In an opinion piece in the New York Times, a columnist says that the DEA’s decision to keep cannabis as a Schedule 1 drug is “deeply misguided”, citing research that shows that it is no more dangerous than alcohol. Federal law currently regards cannabis as an extremely dangerous substance with no medical use, making it extremely difficult to obtain permission to conduct scientific research that could ultimately prove its value. Among the obstacles researchers face are tons of red tape, and limited legal supply sources.
Only one source of cannabis for research
It would be fair to say that the world has seen a great deal of progress since 1968, but in one respect, nothing has changed. Only one source of cannabis is available to researchers, and that’s from plants grown by the University of Mississippi. Although many have found the DEA’s decision to maintain cannabis’ Schedule 1 status, one change in its stance may at last allow researchers to do their work more easily. The DEA has agreed to allow more universities to grow cannabis for research purposes.

----

### WHAT IS BEING ASKED
Pick up the passage above on the DEA's cannabis policy and research supply, continuing it from its final sentence.

(Image-grounded pointing data)
----

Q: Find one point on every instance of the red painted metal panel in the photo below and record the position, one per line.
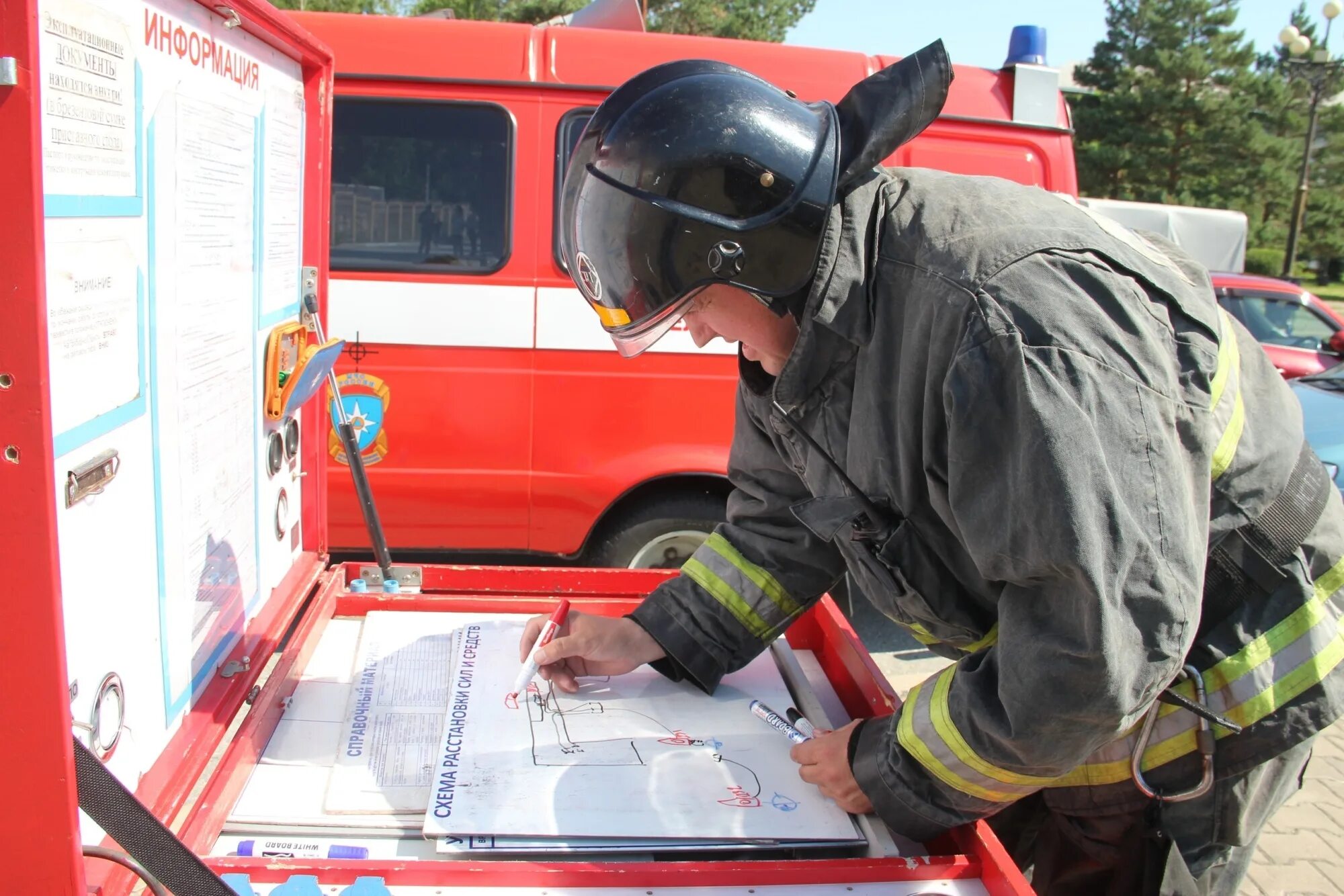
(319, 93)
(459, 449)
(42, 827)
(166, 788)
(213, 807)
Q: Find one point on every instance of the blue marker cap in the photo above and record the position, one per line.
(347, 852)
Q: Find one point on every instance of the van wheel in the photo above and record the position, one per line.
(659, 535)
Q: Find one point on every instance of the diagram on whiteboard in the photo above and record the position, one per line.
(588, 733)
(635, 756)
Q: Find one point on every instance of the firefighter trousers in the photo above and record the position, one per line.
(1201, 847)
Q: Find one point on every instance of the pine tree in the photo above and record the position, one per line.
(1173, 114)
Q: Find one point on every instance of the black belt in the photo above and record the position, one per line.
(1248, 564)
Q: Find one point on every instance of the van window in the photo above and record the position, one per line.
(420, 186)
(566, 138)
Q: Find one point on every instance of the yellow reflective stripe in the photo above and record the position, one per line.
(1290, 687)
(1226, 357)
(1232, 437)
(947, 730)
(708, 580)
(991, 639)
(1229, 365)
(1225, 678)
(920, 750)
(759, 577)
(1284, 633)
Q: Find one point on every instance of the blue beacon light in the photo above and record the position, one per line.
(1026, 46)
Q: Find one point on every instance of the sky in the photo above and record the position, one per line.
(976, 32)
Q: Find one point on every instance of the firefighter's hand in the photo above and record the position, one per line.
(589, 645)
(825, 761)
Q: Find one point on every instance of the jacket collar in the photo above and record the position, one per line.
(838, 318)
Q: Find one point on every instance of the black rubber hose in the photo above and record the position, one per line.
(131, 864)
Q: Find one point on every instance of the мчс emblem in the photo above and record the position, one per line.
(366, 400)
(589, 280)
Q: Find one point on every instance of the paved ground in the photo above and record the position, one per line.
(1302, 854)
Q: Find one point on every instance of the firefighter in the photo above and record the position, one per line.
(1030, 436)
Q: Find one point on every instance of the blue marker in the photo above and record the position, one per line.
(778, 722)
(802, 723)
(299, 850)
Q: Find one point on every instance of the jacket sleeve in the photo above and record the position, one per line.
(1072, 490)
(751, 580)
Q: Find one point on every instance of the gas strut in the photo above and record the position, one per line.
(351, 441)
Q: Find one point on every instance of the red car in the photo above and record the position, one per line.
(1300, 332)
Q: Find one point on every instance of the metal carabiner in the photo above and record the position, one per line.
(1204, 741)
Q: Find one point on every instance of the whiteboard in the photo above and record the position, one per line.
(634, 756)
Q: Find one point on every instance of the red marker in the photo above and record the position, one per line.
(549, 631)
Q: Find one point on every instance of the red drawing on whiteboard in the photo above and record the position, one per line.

----

### TASK RESULT
That this decision is long overdue goes without saying, but although a wider pool of potential plant material sources has opened up, obtaining approval to conduct research is still extremely difficult. It’s much easier to conduct a study on opioids than it is to get approval for cannabis research. That’s because opioids are Schedule 2, and that’s also why so many researchers are disappointed that cannabis wasn’t downgraded to a more accessible level.
“We the people”
The New York Times reminds us that many states have already voted in favor of medical cannabis, and even recreational cannabis, while others are poised to go to the polls to vote on the issue. It seems as if local regulations regarding cannabis are getting way ahead of the DEA, and the movement is growing. The Obama administration has allowed states to formulate their own policies, even when these are diametrically opposed to the federal standpoint. According to the columnist, the next president of the US could set this confusing state of affairs to rights.